• _To do_: From the first line through the line containing "Please answer as", transcribe the records exactly and include no other lines.

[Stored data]
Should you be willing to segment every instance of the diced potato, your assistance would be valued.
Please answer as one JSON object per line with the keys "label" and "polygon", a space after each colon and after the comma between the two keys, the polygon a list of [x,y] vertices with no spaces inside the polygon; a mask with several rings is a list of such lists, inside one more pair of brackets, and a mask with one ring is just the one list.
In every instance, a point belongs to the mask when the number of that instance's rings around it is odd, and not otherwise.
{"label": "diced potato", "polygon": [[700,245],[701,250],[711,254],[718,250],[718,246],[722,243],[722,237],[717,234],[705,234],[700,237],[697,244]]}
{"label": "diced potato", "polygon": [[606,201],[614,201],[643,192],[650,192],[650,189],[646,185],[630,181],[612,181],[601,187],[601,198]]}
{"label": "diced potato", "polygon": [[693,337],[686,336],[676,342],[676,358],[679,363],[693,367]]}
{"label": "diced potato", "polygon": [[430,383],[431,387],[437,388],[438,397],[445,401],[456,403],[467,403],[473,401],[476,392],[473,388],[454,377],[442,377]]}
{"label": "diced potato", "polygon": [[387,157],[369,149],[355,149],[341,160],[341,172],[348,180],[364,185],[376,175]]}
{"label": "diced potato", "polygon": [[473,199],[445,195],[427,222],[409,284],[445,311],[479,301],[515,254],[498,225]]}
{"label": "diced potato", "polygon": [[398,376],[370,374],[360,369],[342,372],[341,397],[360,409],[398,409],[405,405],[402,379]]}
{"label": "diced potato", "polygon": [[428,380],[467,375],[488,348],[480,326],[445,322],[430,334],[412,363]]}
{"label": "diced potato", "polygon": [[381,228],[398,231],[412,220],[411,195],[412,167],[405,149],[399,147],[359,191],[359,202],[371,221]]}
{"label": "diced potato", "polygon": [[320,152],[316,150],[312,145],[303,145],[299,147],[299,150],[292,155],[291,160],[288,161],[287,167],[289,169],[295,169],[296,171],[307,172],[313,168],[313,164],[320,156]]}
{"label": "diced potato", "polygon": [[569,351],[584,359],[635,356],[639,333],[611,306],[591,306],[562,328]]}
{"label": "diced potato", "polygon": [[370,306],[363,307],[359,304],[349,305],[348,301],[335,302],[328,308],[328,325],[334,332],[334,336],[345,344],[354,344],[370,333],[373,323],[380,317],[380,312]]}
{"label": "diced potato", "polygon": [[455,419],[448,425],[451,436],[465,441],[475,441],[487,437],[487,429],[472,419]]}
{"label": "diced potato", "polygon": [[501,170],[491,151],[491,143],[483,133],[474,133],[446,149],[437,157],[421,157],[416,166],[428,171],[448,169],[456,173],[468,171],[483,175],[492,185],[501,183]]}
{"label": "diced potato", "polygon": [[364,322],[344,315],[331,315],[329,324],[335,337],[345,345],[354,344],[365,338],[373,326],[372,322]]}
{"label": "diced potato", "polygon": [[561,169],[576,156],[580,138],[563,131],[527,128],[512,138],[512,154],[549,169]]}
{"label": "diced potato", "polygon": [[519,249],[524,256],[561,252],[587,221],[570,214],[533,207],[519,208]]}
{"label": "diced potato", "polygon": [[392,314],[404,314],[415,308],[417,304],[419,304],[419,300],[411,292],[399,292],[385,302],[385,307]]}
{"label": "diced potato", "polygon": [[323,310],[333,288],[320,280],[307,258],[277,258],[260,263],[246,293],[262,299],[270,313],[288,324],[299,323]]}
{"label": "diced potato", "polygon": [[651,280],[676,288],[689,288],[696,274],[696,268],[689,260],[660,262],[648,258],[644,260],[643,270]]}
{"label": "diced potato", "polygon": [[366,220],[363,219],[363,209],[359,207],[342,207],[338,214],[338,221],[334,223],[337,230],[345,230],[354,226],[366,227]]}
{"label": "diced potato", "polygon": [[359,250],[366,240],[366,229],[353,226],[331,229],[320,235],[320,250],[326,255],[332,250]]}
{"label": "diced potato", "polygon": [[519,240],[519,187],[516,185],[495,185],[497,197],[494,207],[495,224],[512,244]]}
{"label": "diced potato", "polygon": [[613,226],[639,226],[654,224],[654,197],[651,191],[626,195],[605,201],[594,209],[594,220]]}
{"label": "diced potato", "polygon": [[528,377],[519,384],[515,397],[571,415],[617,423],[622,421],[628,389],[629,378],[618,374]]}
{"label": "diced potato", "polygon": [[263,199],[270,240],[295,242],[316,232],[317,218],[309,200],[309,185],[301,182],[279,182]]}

• _Reply to the exercise_:
Should you be willing to segment every instance of the diced potato, your assistance would be valued.
Please answer as one JSON object per line with the keys "label" and "polygon", a space after each colon and after the comma between the two keys, the polygon a list of [x,y] vertices with no spaces inside the polygon; a mask with several rings is a list of such lists, inside one more pair of brackets, and a mask with one ring is just the one list.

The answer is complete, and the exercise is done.